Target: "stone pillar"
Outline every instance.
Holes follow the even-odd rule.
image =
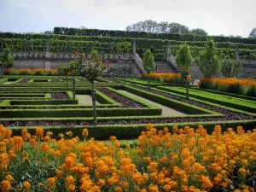
[[[238,50],[238,46],[236,45],[236,60],[239,60],[239,50]]]
[[[168,46],[167,46],[167,62],[171,62],[171,44],[168,43]]]
[[[136,40],[133,40],[133,44],[132,44],[132,50],[133,50],[133,54],[136,54]]]
[[[49,58],[49,38],[48,38],[47,45],[46,45],[45,56],[46,56],[46,58]]]

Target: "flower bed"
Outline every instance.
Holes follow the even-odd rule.
[[[256,130],[212,135],[200,125],[157,131],[152,124],[137,148],[59,134],[38,127],[11,137],[0,125],[0,189],[22,191],[254,191]],[[246,146],[246,147],[245,147]],[[240,191],[240,190],[236,190]]]
[[[251,79],[203,78],[200,79],[199,86],[201,88],[217,90],[224,92],[256,96],[256,81]]]
[[[26,84],[29,81],[29,79],[23,79],[22,80],[20,80],[19,83],[21,84]]]
[[[53,93],[51,96],[52,100],[69,99],[67,93]]]

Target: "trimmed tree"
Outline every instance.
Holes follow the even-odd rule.
[[[143,54],[143,67],[148,74],[148,84],[150,89],[149,73],[154,70],[154,58],[150,49],[147,49]]]
[[[207,46],[200,51],[197,63],[205,78],[212,77],[221,68],[216,44],[212,39],[208,39]]]
[[[79,63],[78,61],[71,61],[69,63],[70,72],[72,73],[73,79],[73,99],[76,98],[76,81],[74,79],[74,75],[77,73]]]
[[[220,60],[222,66],[221,72],[224,77],[231,78],[238,77],[239,73],[242,71],[242,63],[240,60],[231,59],[226,55]]]
[[[176,56],[177,67],[182,77],[186,79],[186,97],[189,99],[189,74],[191,73],[193,57],[188,44],[180,47]]]
[[[14,64],[14,57],[10,55],[9,48],[5,48],[2,53],[0,53],[0,68],[1,68],[1,79],[3,76],[3,68],[9,68]]]
[[[95,90],[94,82],[97,77],[102,74],[103,69],[100,64],[92,61],[84,61],[80,64],[80,74],[91,83],[92,90],[92,104],[93,104],[93,125],[96,125],[96,93]]]

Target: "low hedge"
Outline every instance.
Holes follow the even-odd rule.
[[[121,95],[121,96],[125,96],[125,97],[126,97],[128,99],[133,100],[133,101],[135,101],[135,102],[138,102],[138,103],[140,103],[140,104],[142,104],[142,105],[143,105],[145,107],[148,107],[148,108],[158,108],[156,105],[153,105],[153,104],[151,104],[149,102],[142,101],[141,99],[137,98],[135,96],[128,96],[127,94],[121,93],[119,90],[114,90],[113,88],[108,87],[108,89],[110,90],[111,91],[113,91],[113,92],[115,92],[117,94],[119,94],[119,95]]]
[[[44,94],[36,94],[36,93],[31,93],[31,94],[10,94],[10,93],[3,93],[0,94],[0,97],[44,97]]]
[[[222,131],[224,131],[227,128],[236,129],[237,126],[243,126],[244,130],[252,130],[256,126],[255,120],[237,120],[237,121],[225,121],[225,122],[197,122],[197,123],[178,123],[178,124],[154,124],[154,127],[157,130],[163,130],[164,127],[167,127],[172,131],[173,125],[177,125],[178,128],[183,128],[185,125],[196,128],[198,125],[202,125],[204,128],[207,130],[207,133],[212,133],[215,125],[219,125],[222,127]],[[9,127],[12,130],[14,135],[20,135],[21,130],[24,127]],[[31,134],[35,133],[36,127],[26,127]],[[65,133],[72,131],[74,136],[82,137],[82,131],[84,128],[87,128],[89,131],[89,137],[94,137],[96,139],[109,139],[111,136],[117,137],[118,139],[131,139],[137,138],[141,135],[142,131],[146,131],[146,125],[96,125],[96,126],[49,126],[45,127],[44,132],[49,131],[53,131],[54,137],[57,137],[59,133]]]
[[[10,101],[11,105],[65,105],[65,104],[78,104],[78,100],[68,99],[68,100],[20,100],[20,101]]]
[[[235,94],[235,93],[222,92],[222,91],[219,91],[219,90],[202,89],[202,88],[199,88],[199,87],[198,88],[192,88],[192,89],[256,102],[256,97],[253,97],[253,96],[242,96],[242,95],[237,95],[237,94]]]
[[[161,108],[97,108],[97,116],[160,115]],[[6,109],[0,111],[2,118],[33,117],[91,117],[92,109]]]
[[[138,95],[140,96],[143,96],[146,99],[154,101],[157,103],[170,107],[173,109],[178,110],[180,112],[183,112],[185,113],[189,114],[209,114],[209,113],[216,113],[215,112],[201,108],[196,106],[193,106],[190,104],[187,104],[185,102],[182,102],[179,101],[172,100],[166,98],[162,96],[158,96],[150,92],[147,92],[144,90],[141,90],[133,87],[130,86],[124,86],[124,90],[134,93],[136,95]]]
[[[167,92],[174,92],[174,93],[177,93],[177,94],[179,94],[179,95],[185,96],[185,92],[183,92],[183,90],[171,90],[171,89],[166,88],[166,87],[158,87],[158,89],[166,90]],[[236,109],[242,110],[242,111],[256,113],[256,108],[245,106],[245,105],[241,105],[239,103],[229,102],[226,102],[226,101],[222,101],[220,99],[217,99],[215,97],[212,97],[212,98],[208,97],[207,96],[203,96],[203,94],[199,95],[199,94],[189,92],[189,96],[194,97],[194,98],[197,98],[197,99],[200,99],[200,100],[213,102],[213,103],[218,103],[218,104],[224,105],[224,106],[226,106],[226,107],[230,107],[230,108],[236,108]]]
[[[121,105],[120,103],[115,102],[105,94],[96,90],[96,101],[102,104],[113,104],[113,105]]]

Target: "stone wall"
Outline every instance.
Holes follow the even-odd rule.
[[[48,69],[56,69],[58,64],[67,64],[70,62],[69,60],[15,60],[14,62],[13,68],[48,68]],[[117,66],[118,73],[122,73],[121,70],[124,65],[130,65],[132,71],[132,75],[138,75],[139,70],[137,68],[136,65],[132,61],[119,61],[113,65]]]
[[[220,72],[216,73],[216,77],[221,77],[222,73]],[[203,77],[199,67],[196,64],[192,66],[191,77],[193,79],[201,79]],[[244,66],[242,72],[239,75],[241,78],[254,78],[256,79],[256,66]]]

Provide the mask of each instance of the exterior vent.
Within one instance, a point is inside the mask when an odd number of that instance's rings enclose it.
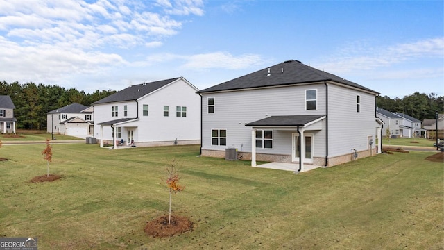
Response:
[[[235,149],[235,148],[225,149],[225,159],[227,160],[237,160],[237,149]]]

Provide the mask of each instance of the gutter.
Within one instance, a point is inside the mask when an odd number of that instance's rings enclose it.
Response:
[[[328,167],[328,84],[324,82],[325,85],[325,165]]]

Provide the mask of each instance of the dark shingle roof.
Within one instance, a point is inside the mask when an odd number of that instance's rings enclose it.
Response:
[[[0,95],[0,108],[15,109],[15,106],[10,96]]]
[[[74,103],[72,104],[69,104],[65,107],[62,107],[60,108],[58,108],[56,110],[53,110],[52,111],[49,111],[47,114],[56,114],[56,113],[67,113],[67,114],[73,114],[73,113],[79,113],[81,112],[82,110],[87,108],[87,106],[85,105],[79,104],[77,103]]]
[[[325,115],[274,115],[256,122],[250,122],[246,126],[304,126],[316,120]]]
[[[268,72],[269,69],[269,72]],[[298,83],[334,81],[363,90],[379,94],[357,83],[332,74],[290,60],[244,76],[202,90],[198,93],[234,90],[261,87],[273,87]]]
[[[384,108],[376,108],[376,112],[384,115],[388,118],[391,118],[391,119],[402,119],[402,117],[400,117],[399,115],[397,115],[396,114],[391,112],[390,111],[386,110]]]
[[[108,103],[117,101],[134,101],[139,98],[148,94],[162,87],[164,87],[179,78],[175,78],[167,80],[157,81],[151,83],[146,83],[130,86],[126,89],[119,91],[110,96],[100,99],[94,104]]]

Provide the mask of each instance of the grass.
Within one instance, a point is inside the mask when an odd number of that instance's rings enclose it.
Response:
[[[415,147],[434,147],[436,141],[425,138],[390,138],[382,139],[383,145],[398,145],[398,146],[415,146]]]
[[[0,156],[0,237],[37,237],[42,249],[440,249],[444,238],[441,162],[433,153],[380,154],[294,174],[248,161],[196,157],[198,147],[100,149],[4,146]],[[144,234],[168,212],[162,178],[181,163],[185,190],[173,213],[194,230],[166,238]]]
[[[51,133],[46,133],[46,131],[42,131],[40,133],[35,133],[35,131],[27,131],[26,130],[17,131],[17,135],[20,135],[20,137],[9,137],[8,134],[2,134],[0,135],[0,140],[5,142],[11,142],[11,141],[44,141],[46,139],[50,139],[51,137]],[[56,140],[82,140],[82,138],[69,136],[69,135],[58,135],[54,134],[54,137]]]

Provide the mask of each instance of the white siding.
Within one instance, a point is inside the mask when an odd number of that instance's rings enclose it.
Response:
[[[357,96],[360,96],[360,112]],[[368,136],[375,142],[375,95],[333,84],[328,86],[329,158],[351,153],[352,149],[369,147]],[[372,148],[375,147],[374,142]]]
[[[317,110],[305,110],[305,90],[316,89]],[[208,97],[214,98],[214,113],[207,112]],[[239,151],[251,151],[251,127],[246,124],[273,115],[325,115],[325,88],[323,83],[299,86],[234,91],[221,93],[203,93],[203,149],[225,150],[236,147]],[[211,144],[212,129],[227,130],[227,145]],[[257,149],[257,153],[291,153],[291,133],[273,131],[273,149]],[[308,132],[307,132],[308,133]],[[315,135],[315,142],[320,137]],[[325,144],[325,140],[322,141]],[[316,146],[315,146],[316,147]],[[322,150],[321,156],[325,156]]]

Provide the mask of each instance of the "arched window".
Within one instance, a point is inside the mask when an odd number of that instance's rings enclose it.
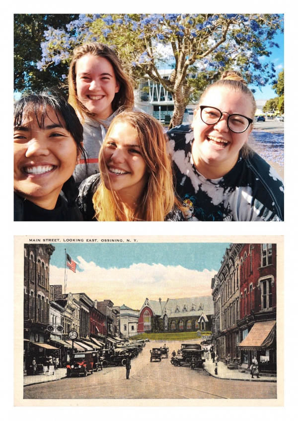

————

▶ [Set problem] Reproduce everything from the very start of the data down to the line containing "[[[53,93],[51,96],[52,100],[69,99],[67,93]]]", including both ends, verbatim. Leave the pictures out.

▶ [Problem solution]
Target: "stone pillar"
Outline every instance.
Holes follow the even-odd rule.
image =
[[[238,50],[238,46],[236,45],[236,60],[239,60],[239,50]]]
[[[168,46],[167,46],[167,62],[171,62],[171,44],[168,43]]]
[[[136,40],[133,40],[133,44],[132,44],[132,50],[133,50],[133,54],[136,54]]]
[[[49,58],[49,38],[48,38],[47,45],[46,45],[45,56],[46,56],[46,58]]]

Target: "flower bed"
Outline every instance.
Holes follow the even-odd rule.
[[[256,130],[212,135],[200,125],[157,131],[152,124],[137,148],[59,134],[38,127],[11,137],[0,125],[0,189],[22,191],[254,191]],[[246,146],[246,147],[245,147]],[[240,191],[240,190],[236,190]]]
[[[251,79],[203,78],[200,79],[199,86],[201,88],[217,90],[224,92],[256,96],[256,81]]]
[[[26,84],[29,81],[29,79],[23,79],[22,80],[20,80],[19,83],[21,84]]]
[[[53,93],[51,96],[52,100],[69,99],[67,93]]]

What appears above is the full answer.